§ WHAT THE EXERCISE ASKS
Your task is to repeat the data exactly, every line of it.

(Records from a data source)
* * * * *

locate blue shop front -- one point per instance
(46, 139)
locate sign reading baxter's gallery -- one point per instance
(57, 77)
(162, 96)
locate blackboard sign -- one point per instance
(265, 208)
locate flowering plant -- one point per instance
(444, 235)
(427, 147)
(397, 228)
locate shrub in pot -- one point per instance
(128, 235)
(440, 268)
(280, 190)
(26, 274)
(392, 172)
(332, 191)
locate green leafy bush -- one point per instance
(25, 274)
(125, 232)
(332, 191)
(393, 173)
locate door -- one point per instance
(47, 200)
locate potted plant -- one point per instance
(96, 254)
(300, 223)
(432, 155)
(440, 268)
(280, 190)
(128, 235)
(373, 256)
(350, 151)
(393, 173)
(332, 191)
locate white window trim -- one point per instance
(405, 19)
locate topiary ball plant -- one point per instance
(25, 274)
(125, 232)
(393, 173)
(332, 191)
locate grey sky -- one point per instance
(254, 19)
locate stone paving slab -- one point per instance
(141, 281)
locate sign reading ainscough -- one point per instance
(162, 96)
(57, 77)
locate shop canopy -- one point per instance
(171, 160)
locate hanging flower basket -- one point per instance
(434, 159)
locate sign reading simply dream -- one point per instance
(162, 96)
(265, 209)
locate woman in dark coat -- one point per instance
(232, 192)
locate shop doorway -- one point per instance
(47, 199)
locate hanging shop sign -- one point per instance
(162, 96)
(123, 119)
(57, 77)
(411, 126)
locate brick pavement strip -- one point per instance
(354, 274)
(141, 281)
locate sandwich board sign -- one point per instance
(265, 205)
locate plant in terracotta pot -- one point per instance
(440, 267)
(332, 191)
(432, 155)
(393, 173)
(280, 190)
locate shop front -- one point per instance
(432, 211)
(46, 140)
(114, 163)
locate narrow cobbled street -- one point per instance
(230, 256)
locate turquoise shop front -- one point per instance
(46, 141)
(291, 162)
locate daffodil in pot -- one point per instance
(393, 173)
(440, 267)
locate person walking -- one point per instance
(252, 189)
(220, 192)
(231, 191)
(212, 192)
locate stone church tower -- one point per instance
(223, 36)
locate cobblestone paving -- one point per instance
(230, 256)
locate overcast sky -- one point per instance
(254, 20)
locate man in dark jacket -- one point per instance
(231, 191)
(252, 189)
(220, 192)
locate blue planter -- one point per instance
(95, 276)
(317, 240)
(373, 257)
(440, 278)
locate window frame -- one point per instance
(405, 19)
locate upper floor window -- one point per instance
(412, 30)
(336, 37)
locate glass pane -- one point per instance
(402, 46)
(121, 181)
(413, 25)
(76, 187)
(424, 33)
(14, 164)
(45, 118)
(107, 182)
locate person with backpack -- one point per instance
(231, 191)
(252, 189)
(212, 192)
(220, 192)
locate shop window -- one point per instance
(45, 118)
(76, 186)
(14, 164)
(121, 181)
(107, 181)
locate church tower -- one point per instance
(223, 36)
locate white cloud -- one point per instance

* * * * *

§ YOUR RESPONSE
locate blue shop front -- one point per instance
(46, 139)
locate sign reading baxter's gallery -- one point per instance
(57, 77)
(162, 96)
locate blackboard sign -- one point per instance
(265, 208)
locate flowering plant -- one point per instance
(444, 235)
(427, 147)
(397, 228)
locate shrub in pot -- one point per instance
(128, 235)
(440, 268)
(280, 190)
(26, 274)
(392, 172)
(332, 191)
locate green leafy bush -- one point per instance
(25, 274)
(125, 232)
(332, 191)
(393, 173)
locate door -- one point per instance
(47, 200)
locate potted plant -- one point per instance
(96, 254)
(300, 223)
(432, 155)
(440, 268)
(280, 190)
(128, 235)
(373, 256)
(350, 151)
(393, 173)
(332, 191)
locate white window trim -- one point per instance
(405, 19)
locate topiary ball plant -- one point per instance
(25, 274)
(125, 232)
(393, 173)
(332, 191)
locate grey sky -- one point per instance
(254, 19)
locate stone paving slab -- one point per instance
(141, 281)
locate sign reading ainscough -- one point per instance
(162, 96)
(57, 77)
locate shop canopy -- one point per instance
(171, 160)
locate hanging flower basket -- one point per instance
(434, 159)
locate sign reading simply dream -- one point per instance
(162, 96)
(265, 209)
locate woman in dark coat -- one point per instance
(232, 192)
locate shop doorway -- one point per instance
(47, 199)
locate hanging shop sign -- one point per instance
(162, 96)
(123, 119)
(57, 77)
(411, 126)
locate brick pavement strip -- one point per instance
(354, 274)
(141, 281)
locate sandwich board sign -- one point per instance
(265, 205)
locate plant in terracotta pot -- one point per instance
(440, 267)
(332, 191)
(432, 155)
(393, 173)
(280, 190)
locate shop front -- one point per instance
(432, 211)
(46, 140)
(114, 163)
locate narrow cobbled street -- one point per instance
(230, 256)
locate turquoise shop front -- one point per instance
(46, 141)
(291, 162)
locate daffodil in pot -- one point per instance
(393, 173)
(440, 267)
locate person walking -- one point per instance
(252, 189)
(220, 192)
(231, 191)
(212, 192)
locate stone church tower -- one point per instance
(223, 36)
locate cobblestone paving -- one point per instance
(230, 256)
locate overcast sky -- one point per instance
(254, 20)
locate man in dark jacket -- one point per instance
(231, 191)
(252, 189)
(220, 192)
locate blue planter -- one point per instance
(95, 276)
(317, 240)
(373, 257)
(440, 278)
locate window frame -- one point per instance
(405, 19)
locate upper floor window -- one point per instance
(412, 30)
(336, 37)
locate glass pane -- one point per instance
(402, 46)
(121, 181)
(413, 25)
(76, 187)
(424, 33)
(14, 164)
(45, 118)
(107, 182)
locate person with backpack -- one point per instance
(231, 191)
(252, 189)
(212, 192)
(220, 192)
locate shop window -- one point per instance
(45, 118)
(76, 186)
(14, 164)
(121, 181)
(107, 181)
locate church tower -- one point per instance
(223, 36)
locate white cloud -- one point per instance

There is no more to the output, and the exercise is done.